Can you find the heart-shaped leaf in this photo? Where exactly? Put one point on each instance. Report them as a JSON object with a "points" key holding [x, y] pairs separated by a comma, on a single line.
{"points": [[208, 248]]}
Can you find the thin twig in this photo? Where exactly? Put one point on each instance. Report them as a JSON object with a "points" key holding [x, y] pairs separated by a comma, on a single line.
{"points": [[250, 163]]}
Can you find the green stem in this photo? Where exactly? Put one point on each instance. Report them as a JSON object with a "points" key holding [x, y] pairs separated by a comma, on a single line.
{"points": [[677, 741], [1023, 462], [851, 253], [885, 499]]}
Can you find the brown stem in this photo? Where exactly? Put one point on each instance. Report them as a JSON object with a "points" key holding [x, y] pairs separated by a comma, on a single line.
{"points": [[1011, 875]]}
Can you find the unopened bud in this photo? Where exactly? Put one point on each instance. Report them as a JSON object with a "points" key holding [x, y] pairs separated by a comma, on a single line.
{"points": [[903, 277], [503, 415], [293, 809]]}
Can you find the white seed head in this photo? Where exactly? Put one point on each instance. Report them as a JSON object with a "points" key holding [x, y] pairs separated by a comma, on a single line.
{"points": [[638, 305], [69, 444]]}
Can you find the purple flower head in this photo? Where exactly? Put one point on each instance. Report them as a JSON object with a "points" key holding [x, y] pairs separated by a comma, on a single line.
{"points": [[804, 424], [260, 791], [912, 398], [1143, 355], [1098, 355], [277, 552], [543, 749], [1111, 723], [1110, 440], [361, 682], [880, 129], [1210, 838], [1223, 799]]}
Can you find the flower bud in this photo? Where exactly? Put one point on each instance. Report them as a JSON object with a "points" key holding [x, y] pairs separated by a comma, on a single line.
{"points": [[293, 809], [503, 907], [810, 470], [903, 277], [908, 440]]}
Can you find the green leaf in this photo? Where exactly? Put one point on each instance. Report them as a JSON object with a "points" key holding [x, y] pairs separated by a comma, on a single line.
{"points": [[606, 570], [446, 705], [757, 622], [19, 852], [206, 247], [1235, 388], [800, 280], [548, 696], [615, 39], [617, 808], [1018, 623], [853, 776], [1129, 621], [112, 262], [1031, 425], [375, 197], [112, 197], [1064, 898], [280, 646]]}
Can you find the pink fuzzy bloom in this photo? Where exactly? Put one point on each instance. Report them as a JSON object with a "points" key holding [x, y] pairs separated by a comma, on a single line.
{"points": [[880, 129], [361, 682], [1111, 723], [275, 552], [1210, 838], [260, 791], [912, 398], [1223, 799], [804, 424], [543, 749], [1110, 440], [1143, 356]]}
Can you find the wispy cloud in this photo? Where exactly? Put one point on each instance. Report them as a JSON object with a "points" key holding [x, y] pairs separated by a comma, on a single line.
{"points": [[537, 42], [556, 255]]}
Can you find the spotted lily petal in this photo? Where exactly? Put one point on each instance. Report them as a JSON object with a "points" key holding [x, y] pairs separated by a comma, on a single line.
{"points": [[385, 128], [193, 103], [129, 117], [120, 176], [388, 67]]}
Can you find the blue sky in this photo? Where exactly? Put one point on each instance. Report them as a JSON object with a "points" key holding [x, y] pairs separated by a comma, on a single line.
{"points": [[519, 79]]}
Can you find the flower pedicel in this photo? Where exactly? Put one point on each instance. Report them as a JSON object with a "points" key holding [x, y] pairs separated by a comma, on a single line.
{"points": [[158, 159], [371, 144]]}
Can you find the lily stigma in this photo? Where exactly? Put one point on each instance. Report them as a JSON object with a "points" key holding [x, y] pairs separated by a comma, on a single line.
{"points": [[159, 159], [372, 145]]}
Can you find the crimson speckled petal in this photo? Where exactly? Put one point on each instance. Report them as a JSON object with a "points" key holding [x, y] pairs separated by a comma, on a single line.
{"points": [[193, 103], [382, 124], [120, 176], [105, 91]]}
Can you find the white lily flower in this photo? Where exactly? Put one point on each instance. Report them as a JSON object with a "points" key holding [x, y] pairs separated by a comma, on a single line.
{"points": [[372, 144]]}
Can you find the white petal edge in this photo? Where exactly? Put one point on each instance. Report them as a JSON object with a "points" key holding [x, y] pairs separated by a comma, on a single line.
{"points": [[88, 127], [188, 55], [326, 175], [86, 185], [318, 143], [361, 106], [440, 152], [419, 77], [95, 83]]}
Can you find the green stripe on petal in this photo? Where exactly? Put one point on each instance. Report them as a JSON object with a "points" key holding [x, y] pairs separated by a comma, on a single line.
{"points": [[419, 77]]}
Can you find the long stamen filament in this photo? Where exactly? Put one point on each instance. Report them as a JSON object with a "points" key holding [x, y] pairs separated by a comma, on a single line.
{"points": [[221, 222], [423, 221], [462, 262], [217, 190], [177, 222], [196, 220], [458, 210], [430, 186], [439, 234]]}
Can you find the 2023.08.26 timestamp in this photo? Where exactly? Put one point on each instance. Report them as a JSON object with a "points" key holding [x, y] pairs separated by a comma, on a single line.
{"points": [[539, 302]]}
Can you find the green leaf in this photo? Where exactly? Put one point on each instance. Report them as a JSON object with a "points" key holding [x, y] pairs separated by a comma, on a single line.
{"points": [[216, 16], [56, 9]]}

══════════

Assignment:
Output all of the entries, exactly as they are written.

Problem solution:
Can you find the heart-shaped leaf in this photo? Where exactly? Put one point on each instance. Report them as a JSON object with a "points" key holding [x, y] pairs separated by a comma, on a single line.
{"points": [[208, 248]]}
Can you find the thin twig in this photo? Where exactly? Put one point on each instance. Report them as a JSON object with a "points" key holding [x, y] pairs separated by a comma, on a single line.
{"points": [[250, 163]]}
Can you find the green stem in this photo? Where exactly? Put one point on each instance. Report them as a JSON object with a "points" key holding [x, y] pairs separated by a comma, on a single line.
{"points": [[677, 741], [1023, 462], [851, 253], [885, 499]]}
Can you find the brown stem in this photo? Where exactly? Put one point on each instance. Report them as a JSON object with a "points" key holding [x, y] pairs separated by a comma, on a single line.
{"points": [[1011, 875]]}
Can you find the unopened bud in this photo? Where exactly? Put one point on each instance. Report them as a JSON object with a "points" key holding [x, y] pairs separated by a comma, on a single line.
{"points": [[903, 277], [503, 415], [293, 809]]}
Can you find the white seed head in this photo? Where exactly? Put one point on each instance. Report them as a JSON object with a "points" key holding [x, y] pairs separated by a comma, on a single line.
{"points": [[638, 305], [69, 444]]}
Can you find the purple flower head in this photo? Where exactly? Put one point on each instance. Report them as a JSON object with a "points" key holding [x, y] pairs separated by a comma, on a single line.
{"points": [[804, 424], [260, 791], [912, 398], [1143, 355], [1098, 355], [277, 552], [543, 749], [1111, 723], [1110, 440], [361, 682], [880, 129], [1210, 838], [1223, 799]]}
Can you find the flower bud in this photo? Where exactly? Put one point on each instance. Report them as a JSON object with a "points" key holding [x, y] pairs separated by a comma, on a single line.
{"points": [[293, 809], [503, 907], [810, 470], [903, 277], [908, 440]]}
Can you find the green leaf in this photo? Where exactly? Put one point on each instance. Report them as a JSON object with a "points" key holding [x, y] pairs separated by a comma, on a single line.
{"points": [[606, 570], [446, 705], [757, 622], [19, 852], [206, 247], [1235, 388], [800, 280], [548, 696], [615, 39], [617, 808], [1018, 623], [853, 776], [1129, 621], [112, 262], [1031, 425], [375, 197], [112, 197], [1064, 898], [280, 646]]}
Can you find the pink fuzzy bloom in this photo? Where exactly? Put one point on each instance. Report them as a JSON object with a "points" key holding [x, y] pairs separated by a comma, on a single line.
{"points": [[880, 129], [361, 682], [1111, 723], [275, 552], [1210, 838], [260, 791], [912, 398], [1223, 799], [804, 424], [543, 749], [1110, 440], [1143, 356]]}
Can you find the wispy cloud in this photo? Where exactly? Put one point on each instance. Report them as a JSON object with a "points" key holding [x, y] pairs separated by a comma, on a single line.
{"points": [[537, 42], [556, 255]]}
Can you find the spotted lily petal in this photo? Where exactly? Put one point on each instance. Report them as a JSON object with a "points" key holding [x, y] pairs separated by a comma, on a single line.
{"points": [[385, 128], [193, 103], [129, 117], [120, 176], [388, 67]]}
Can you find the blue sky in this photo? Where exactly? Put one point on each instance. Report them as a JSON object with a "points" key holding [x, y] pairs separated by a comma, on a single line.
{"points": [[519, 79]]}
Can you find the flower pedicel in this photo? Where exactly? Put one point on each instance. Report them as a JSON object with a "points" key holding [x, y] pairs separated by a comma, on a single line.
{"points": [[158, 159], [371, 144]]}
Can you find the lily stigma in this photo? Where exactly? Put one point on each instance. Report them as a JSON object with a "points" key holding [x, y] pairs separated by a comma, on a single line.
{"points": [[159, 159], [372, 145]]}
Can you find the crimson speckled petal in this photo? Where exactly? Put one point on each instance. Report them as a JSON object with a "points" key holding [x, y] pairs separated by a comma, on a single line.
{"points": [[193, 103], [382, 124], [120, 176], [105, 91]]}
Can you find the white lily flower in this photo? Where exactly? Put one point on each instance. Report them as a JSON object with a "points" key holding [x, y] pairs separated by a comma, on a single line.
{"points": [[372, 144]]}
Can you find the white petal edge in this photo? Where exactly? Put one point on each instance. Report them as a JSON object with a "points" key holding [x, y] pairs separated by a comma, on a single line.
{"points": [[88, 127], [188, 55], [326, 175], [86, 185], [318, 143], [361, 106], [440, 152], [419, 77], [95, 83]]}
Can you find the green stripe on petal in this photo? Where exactly? Put one point on each instance. Report them as a JSON object with a "points" key holding [x, y] pairs separated by a comma, on a single line.
{"points": [[419, 77]]}
Can you find the long stamen filament in this photo? Where exactly? Put one point on each instance. Report them as a JSON object with a "points" key holding [x, y] pairs separated by a comma, on a single line.
{"points": [[221, 222], [423, 221], [462, 262], [217, 190], [177, 222], [196, 220], [458, 210], [430, 186], [439, 234]]}
Can you find the 2023.08.26 timestamp in this photo? Where exactly? Put one point on each instance. Report them as a JSON object with a "points" key holding [x, y] pairs separated by a comma, on a single line.
{"points": [[539, 302]]}
Can you find the green leaf in this photo? Where exactly? Put one point on each instance. Report them as a JSON object with a "points" key holding [x, y] pairs separated by a comma, on a single line.
{"points": [[216, 16], [56, 9]]}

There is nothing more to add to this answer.